== Trecho fornecido

Na semana que passou, liguei para um amigo querido, que sempre marca presença neste blog, para lhe comunicar que o seu comentário a uma postagem sobre o Judiciário havia sido descartado. Expliquei-lhe que achava que ele havia passado do ponto, segundo o critério que eu tento seguir no espaço que ocupo aqui no Cadaminuto.
Evito, tanto quanto posso, que a linguagem furiosa e sem freios das redes sociais se instale entre os comentadores, até porque também não me dou o direito de xingar, usar palavrões, ou acusar quem quer que seja de algo que eu não possa provar. Aprendi, e lá se vão quase 44 anos, que o “papel” merece respeito; e, para mim, a tela continua sendo papel.
Antes de seguir, concluo: o sujeito do caso, alvo dos meus afetos, racional que é, concordou com a “censura” e emendou: “De fato, todo mundo fica valente em frente ao computador”. Acredito que razão tem mesmo o tal do Freud, para quem “o indivíduo na massa adquire um sentimento de poder invencível, que lhe permite entregar-se a instintos”.
É isso mesmo: acho que as “novas” massas, ou multidões, se estabelecem na internet, mais propriamente nas redes sociais. E aí, eis o busílis, servem para elas as mesmas regras – ou a falta delas – vigentes para as multidões físicas, como até hoje vemos nos jogos de futebol.
Lembro-me dos tempos em que frequentava os estádios, onde o meu vocabulário não era muito diferente do que vemos e ouvimos nos dias de hoje. Palavrões e ataques às mães dos juízes e jogadores adversários foram proferidos em meus gritos tribais, que, por óbvio, eu fazia questão que não se perdessem em meio ao alarido geral. Quebra da invisibilidade social, catarse, ou até a busca pelo pertencimento – ali, naquele instante –, tudo pode explicar esse comportamento, que me parecia tão natural, então. Imagino que não é mais.
Não creio, e é a minha mais sincera opinião, que os torcedores argentinos sejam mais racistas do que nós, os brasileiros. Se por aqui, paulatinamente, vamos mudando o nosso comportamento ou mudando o foco dos nossos ataques, deve-se, sobretudo, à melhora da qualidade das leis que tratam do tema e da imposição social, ainda que parcial, para que sejam aplicadas.

====
== Dados apresentados

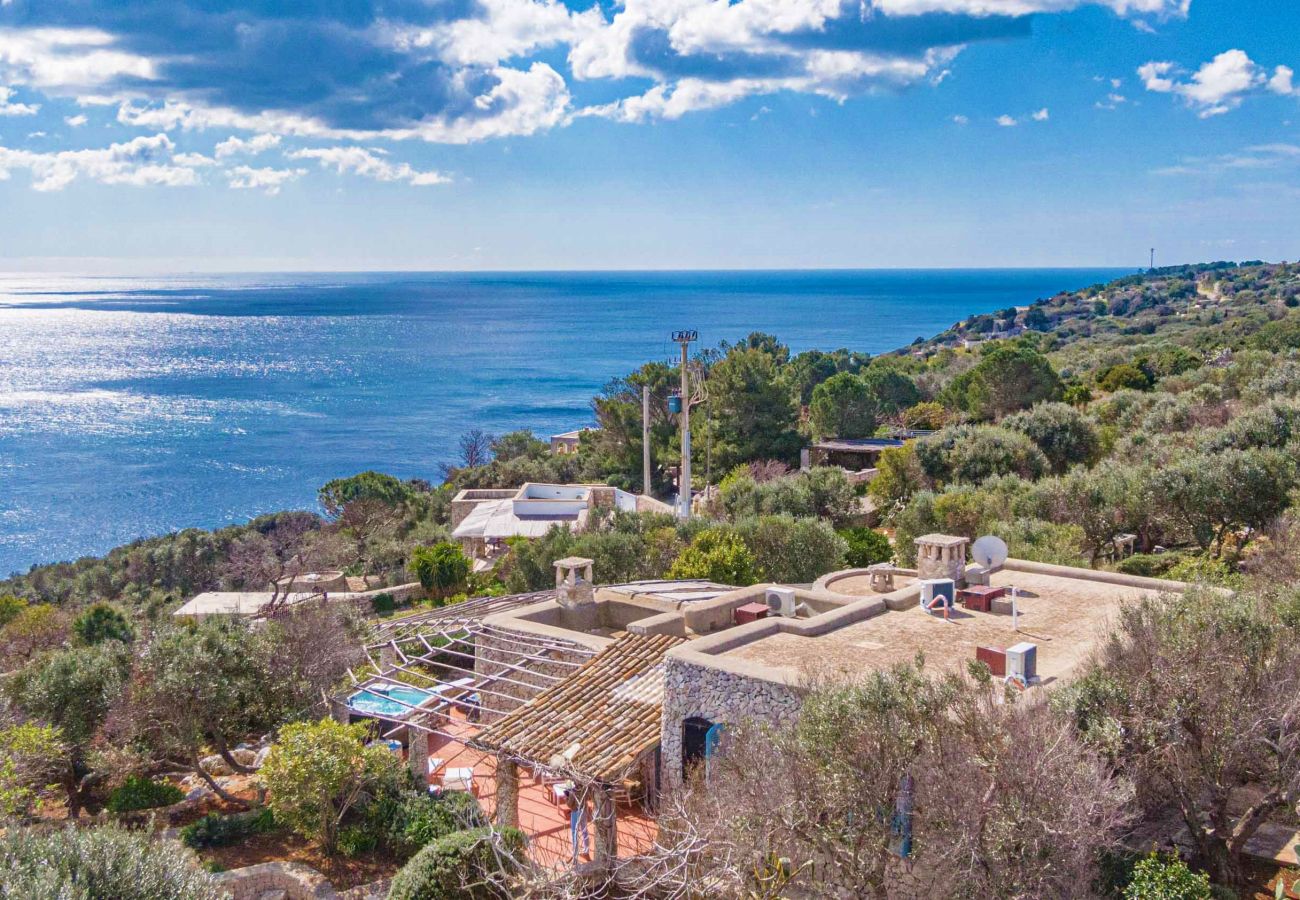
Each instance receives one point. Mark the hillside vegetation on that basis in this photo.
(1160, 405)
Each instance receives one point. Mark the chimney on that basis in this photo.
(573, 585)
(941, 557)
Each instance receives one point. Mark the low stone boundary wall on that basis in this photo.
(297, 882)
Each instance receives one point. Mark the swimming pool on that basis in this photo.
(388, 700)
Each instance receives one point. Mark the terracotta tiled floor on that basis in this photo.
(545, 823)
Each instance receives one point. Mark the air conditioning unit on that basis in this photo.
(1022, 662)
(781, 601)
(934, 589)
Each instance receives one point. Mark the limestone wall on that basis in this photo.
(718, 696)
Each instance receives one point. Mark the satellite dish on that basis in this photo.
(989, 552)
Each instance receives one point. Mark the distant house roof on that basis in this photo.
(235, 602)
(495, 518)
(857, 444)
(597, 722)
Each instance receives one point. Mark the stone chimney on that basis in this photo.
(573, 583)
(941, 557)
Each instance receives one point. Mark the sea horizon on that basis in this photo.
(133, 406)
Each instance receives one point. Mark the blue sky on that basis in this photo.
(471, 134)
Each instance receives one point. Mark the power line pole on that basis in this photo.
(645, 440)
(685, 338)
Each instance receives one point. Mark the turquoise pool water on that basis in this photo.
(393, 701)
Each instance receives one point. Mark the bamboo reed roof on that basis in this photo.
(597, 722)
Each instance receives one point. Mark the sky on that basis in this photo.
(165, 135)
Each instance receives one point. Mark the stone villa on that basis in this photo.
(615, 691)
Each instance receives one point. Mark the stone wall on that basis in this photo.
(494, 650)
(718, 696)
(290, 881)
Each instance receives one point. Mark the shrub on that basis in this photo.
(866, 546)
(138, 792)
(107, 861)
(319, 771)
(1148, 565)
(791, 550)
(99, 623)
(1166, 878)
(716, 554)
(420, 818)
(356, 839)
(442, 569)
(216, 830)
(1064, 435)
(1122, 376)
(464, 865)
(30, 756)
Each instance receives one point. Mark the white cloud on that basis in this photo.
(368, 164)
(1162, 8)
(1255, 158)
(1217, 86)
(520, 102)
(68, 57)
(507, 29)
(268, 180)
(194, 160)
(1282, 82)
(144, 160)
(9, 108)
(256, 145)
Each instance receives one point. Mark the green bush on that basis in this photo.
(420, 818)
(1166, 878)
(1148, 565)
(138, 792)
(866, 546)
(356, 839)
(107, 861)
(216, 830)
(464, 865)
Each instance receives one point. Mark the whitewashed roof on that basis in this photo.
(497, 519)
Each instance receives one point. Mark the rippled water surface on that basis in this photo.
(135, 406)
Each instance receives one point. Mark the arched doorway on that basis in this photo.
(694, 741)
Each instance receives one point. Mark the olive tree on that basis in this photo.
(1195, 696)
(858, 797)
(843, 406)
(73, 691)
(1065, 435)
(320, 771)
(104, 861)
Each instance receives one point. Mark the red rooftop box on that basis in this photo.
(750, 613)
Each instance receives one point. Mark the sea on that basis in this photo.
(135, 406)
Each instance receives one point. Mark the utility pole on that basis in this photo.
(685, 338)
(645, 440)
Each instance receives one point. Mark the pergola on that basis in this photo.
(437, 652)
(593, 727)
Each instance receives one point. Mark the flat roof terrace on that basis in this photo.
(1065, 615)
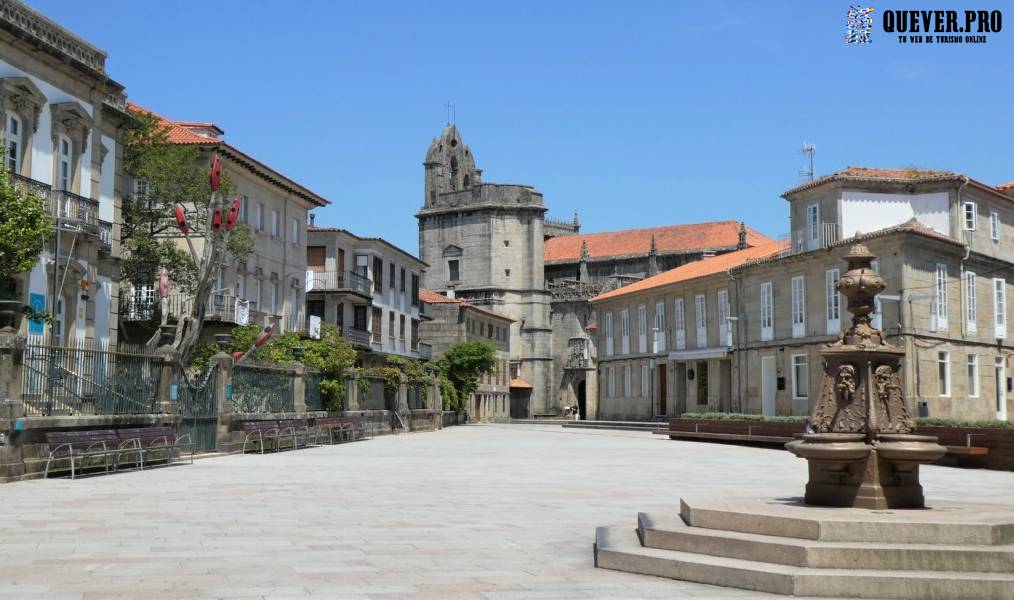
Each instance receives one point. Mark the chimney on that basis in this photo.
(653, 258)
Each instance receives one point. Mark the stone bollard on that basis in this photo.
(223, 397)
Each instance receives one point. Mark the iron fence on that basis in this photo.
(311, 386)
(257, 388)
(88, 379)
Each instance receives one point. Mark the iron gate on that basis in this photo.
(198, 407)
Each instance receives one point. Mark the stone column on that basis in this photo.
(352, 390)
(165, 402)
(223, 396)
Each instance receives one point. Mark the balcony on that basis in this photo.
(822, 236)
(69, 210)
(339, 281)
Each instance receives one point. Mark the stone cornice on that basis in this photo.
(35, 28)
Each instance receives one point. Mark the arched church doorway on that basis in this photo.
(582, 402)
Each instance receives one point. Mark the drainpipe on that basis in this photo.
(967, 250)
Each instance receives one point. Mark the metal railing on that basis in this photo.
(258, 388)
(338, 281)
(84, 379)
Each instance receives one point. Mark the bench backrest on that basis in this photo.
(147, 434)
(82, 439)
(251, 426)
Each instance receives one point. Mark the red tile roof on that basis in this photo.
(518, 383)
(698, 269)
(437, 298)
(669, 239)
(178, 134)
(902, 175)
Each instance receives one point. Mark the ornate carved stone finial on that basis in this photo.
(860, 285)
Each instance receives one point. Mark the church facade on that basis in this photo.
(491, 245)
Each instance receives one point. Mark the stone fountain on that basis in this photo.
(863, 451)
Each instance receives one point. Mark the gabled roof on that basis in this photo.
(669, 239)
(866, 174)
(699, 269)
(436, 298)
(178, 133)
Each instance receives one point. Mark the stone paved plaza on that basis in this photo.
(497, 512)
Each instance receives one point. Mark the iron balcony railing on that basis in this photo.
(338, 281)
(70, 210)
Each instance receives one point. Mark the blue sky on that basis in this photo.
(633, 114)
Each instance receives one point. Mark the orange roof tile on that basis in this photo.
(669, 239)
(518, 383)
(699, 269)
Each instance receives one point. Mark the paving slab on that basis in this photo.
(506, 511)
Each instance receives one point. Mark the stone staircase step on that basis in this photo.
(943, 524)
(620, 548)
(672, 533)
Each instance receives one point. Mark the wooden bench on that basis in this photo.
(260, 433)
(297, 428)
(153, 444)
(80, 450)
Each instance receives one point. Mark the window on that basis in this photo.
(659, 332)
(969, 302)
(13, 146)
(834, 302)
(607, 331)
(943, 373)
(813, 225)
(65, 158)
(798, 307)
(876, 319)
(701, 319)
(800, 377)
(969, 216)
(941, 298)
(972, 375)
(724, 331)
(1000, 306)
(679, 316)
(767, 311)
(642, 328)
(625, 329)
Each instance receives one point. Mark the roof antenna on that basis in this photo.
(808, 150)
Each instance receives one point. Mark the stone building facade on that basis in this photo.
(492, 246)
(369, 289)
(943, 246)
(450, 320)
(62, 124)
(273, 279)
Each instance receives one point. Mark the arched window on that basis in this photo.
(12, 137)
(65, 158)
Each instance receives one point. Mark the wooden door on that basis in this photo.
(662, 389)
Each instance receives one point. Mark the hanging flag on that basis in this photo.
(242, 311)
(216, 172)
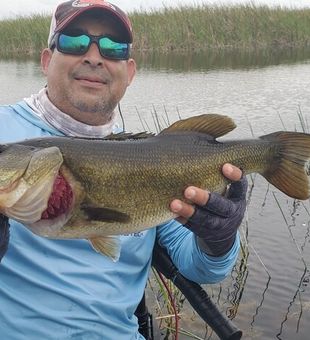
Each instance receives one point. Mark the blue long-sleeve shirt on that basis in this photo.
(63, 289)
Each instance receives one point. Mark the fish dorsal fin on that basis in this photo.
(211, 124)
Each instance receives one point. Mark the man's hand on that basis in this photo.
(212, 217)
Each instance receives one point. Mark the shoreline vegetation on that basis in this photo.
(182, 29)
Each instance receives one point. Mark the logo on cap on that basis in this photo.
(86, 3)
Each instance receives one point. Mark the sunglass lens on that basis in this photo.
(112, 49)
(74, 45)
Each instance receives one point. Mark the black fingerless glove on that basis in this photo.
(216, 223)
(4, 235)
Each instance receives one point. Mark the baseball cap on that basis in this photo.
(67, 11)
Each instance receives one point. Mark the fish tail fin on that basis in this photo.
(291, 169)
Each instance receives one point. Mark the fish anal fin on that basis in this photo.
(94, 213)
(108, 246)
(214, 125)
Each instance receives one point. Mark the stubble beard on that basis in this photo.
(100, 109)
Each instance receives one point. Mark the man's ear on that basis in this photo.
(132, 68)
(46, 56)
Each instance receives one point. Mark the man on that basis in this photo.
(61, 289)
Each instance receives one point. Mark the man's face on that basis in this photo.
(87, 87)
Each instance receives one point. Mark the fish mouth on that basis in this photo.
(25, 197)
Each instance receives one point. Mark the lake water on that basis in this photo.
(268, 293)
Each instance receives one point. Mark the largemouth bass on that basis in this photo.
(63, 187)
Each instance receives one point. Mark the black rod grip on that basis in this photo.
(196, 296)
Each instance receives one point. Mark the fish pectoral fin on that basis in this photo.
(214, 125)
(94, 213)
(109, 246)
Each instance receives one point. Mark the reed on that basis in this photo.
(184, 28)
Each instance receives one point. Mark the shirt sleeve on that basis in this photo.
(192, 262)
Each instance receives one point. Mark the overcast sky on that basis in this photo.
(13, 8)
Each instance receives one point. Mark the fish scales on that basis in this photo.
(124, 186)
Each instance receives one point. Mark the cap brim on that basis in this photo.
(70, 18)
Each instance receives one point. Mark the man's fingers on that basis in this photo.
(182, 209)
(238, 190)
(196, 195)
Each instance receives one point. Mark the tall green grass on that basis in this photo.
(185, 28)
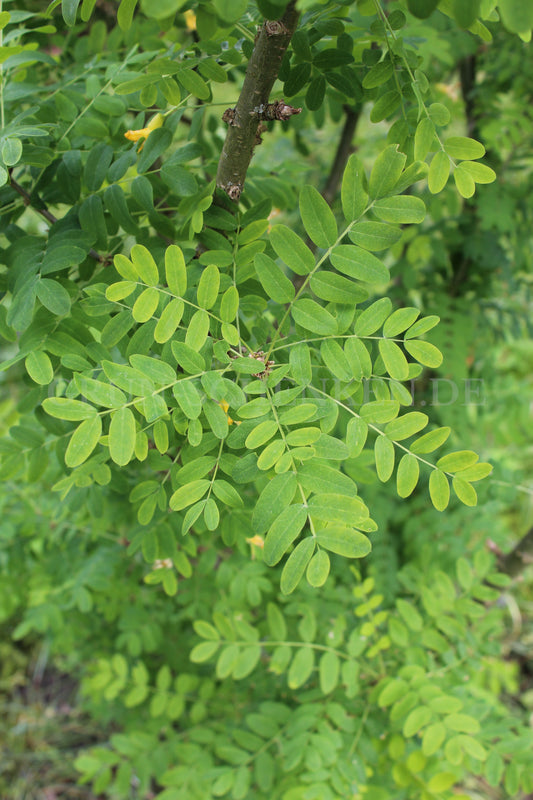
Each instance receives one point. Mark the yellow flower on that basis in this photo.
(224, 406)
(255, 541)
(144, 133)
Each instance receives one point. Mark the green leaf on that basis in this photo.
(301, 667)
(463, 147)
(128, 379)
(282, 533)
(296, 564)
(318, 569)
(277, 286)
(64, 408)
(83, 441)
(122, 436)
(430, 441)
(373, 317)
(276, 495)
(292, 250)
(194, 84)
(424, 352)
(439, 489)
(169, 320)
(328, 672)
(336, 289)
(384, 454)
(353, 196)
(359, 264)
(407, 475)
(400, 209)
(403, 427)
(198, 330)
(191, 361)
(39, 367)
(386, 171)
(374, 236)
(144, 265)
(146, 304)
(188, 494)
(439, 172)
(335, 507)
(317, 218)
(424, 137)
(517, 16)
(335, 360)
(175, 270)
(98, 392)
(53, 296)
(344, 541)
(208, 287)
(464, 181)
(394, 360)
(314, 318)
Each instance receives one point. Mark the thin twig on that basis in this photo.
(49, 217)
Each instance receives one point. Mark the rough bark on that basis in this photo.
(244, 120)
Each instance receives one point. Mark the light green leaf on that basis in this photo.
(208, 286)
(353, 195)
(64, 408)
(314, 318)
(318, 569)
(403, 427)
(430, 441)
(144, 265)
(463, 147)
(464, 181)
(169, 320)
(439, 489)
(276, 496)
(424, 352)
(374, 236)
(328, 672)
(198, 330)
(39, 367)
(407, 475)
(175, 270)
(344, 541)
(386, 172)
(301, 667)
(98, 392)
(275, 283)
(400, 209)
(282, 533)
(373, 317)
(384, 454)
(145, 305)
(394, 360)
(188, 494)
(359, 264)
(83, 441)
(292, 250)
(296, 564)
(317, 218)
(439, 172)
(424, 137)
(122, 436)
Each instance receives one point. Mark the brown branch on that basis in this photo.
(520, 557)
(263, 68)
(45, 213)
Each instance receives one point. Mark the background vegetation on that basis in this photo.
(176, 621)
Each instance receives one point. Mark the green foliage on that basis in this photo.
(206, 396)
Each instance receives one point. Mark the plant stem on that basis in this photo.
(263, 68)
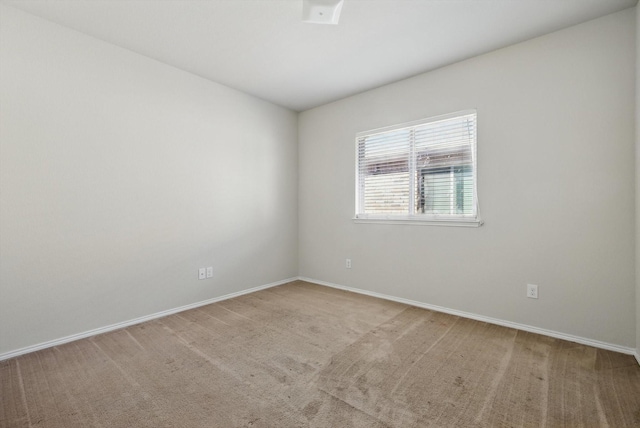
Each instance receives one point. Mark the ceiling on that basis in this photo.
(261, 46)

====

- Tarefa proposta 1: Transcreva a parte do trecho que vai de "Na semana que" até "continua sendo papel.", inclusive.
- Tarefa proposta 2: Liste todas as explicações que o trecho apresenta para o comportamento do autor nos estádios.
Os dados acima provêm de uma fonte diferente da do trecho.

- Resultado da tarefa 1:
Na semana que passou, liguei para um amigo querido, que sempre marca presença neste blog, para lhe comunicar que o seu comentário a uma postagem sobre o Judiciário havia sido descartado. Expliquei-lhe que achava que ele havia passado do ponto, segundo o critério que eu tento seguir no espaço que ocupo aqui no Cadaminuto.
Evito, tanto quanto posso, que a linguagem furiosa e sem freios das redes sociais se instale entre os comentadores, até porque também não me dou o direito de xingar, usar palavrões, ou acusar quem quer que seja de algo que eu não possa provar. Aprendi, e lá se vão quase 44 anos, que o “papel” merece respeito; e, para mim, a tela continua sendo papel.

- Resultado da tarefa 2:
- Quebra da invisibilidade social
- Catarse
- A busca pelo pertencimento